Organizing the system by scoring coupling and cohesion

Intuition

Ordering by group / modules gives us a visual indication of how well the system accomplishes the design goal of loosely coupled and highly cohesive modules. We can quantify this idea.

Clustering is a type of assignment problem seeking the optimal allocation of N components to M clusters. One of the prominent heuristics of system architecting is to choose modules such that they are as independent as possible...low coupling and high cohesion.

We can objectively score these clustering algorithms using an objective function that considers both the size of the clusters ($C_i$) and the number of interactions outside the clusters ($I_0$) according to the following equation, where $\alpha = 10$, $\beta = 100$ or $\alpha = 1$, $\beta = 10$, and $M$ is the number of clusters:

$Obj = \alpha \sum_{i=1}^{M}C_i^2 + \beta I_0$

Clustering objectives work against two competing extremes:

  • M=1 => We want to minimize the size of the largest modules...otherwise, we could just take the trivial result of putting everything into one module.
  • M=N => We want to minimize the number and/or strength of interactions among components that cross the module boundaries. As we get to more components, more and more interactions will be required to cross module boundaries.
▬▬▬▬▬▬▬▬▬▬
To be done:
1 – From the text on scoring coupling and cohesion above, extract the passage starting with "Clustering objectives work" and going on through "into one module.".
2 – In the text on scoring coupling and cohesion above, what does $I_0$ represent in the objective function?
▬▬▬▬▬▬▬▬▬▬
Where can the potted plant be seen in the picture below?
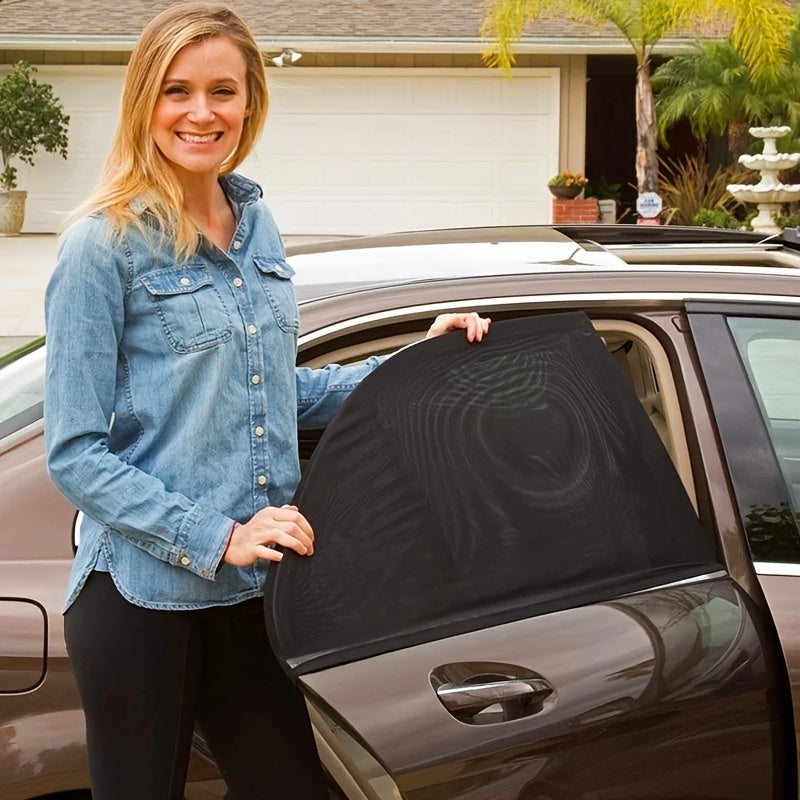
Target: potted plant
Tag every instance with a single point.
(31, 118)
(567, 184)
(607, 195)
▬▬▬▬▬▬▬▬▬▬
Task-by-task answers:
1 –
Clustering objectives work against two competing extremes:

  • M=1 => We want to minimize the size of the largest modules...otherwise, we could just take the trivial result of putting everything into one module.

2 – The number of interactions outside the clusters.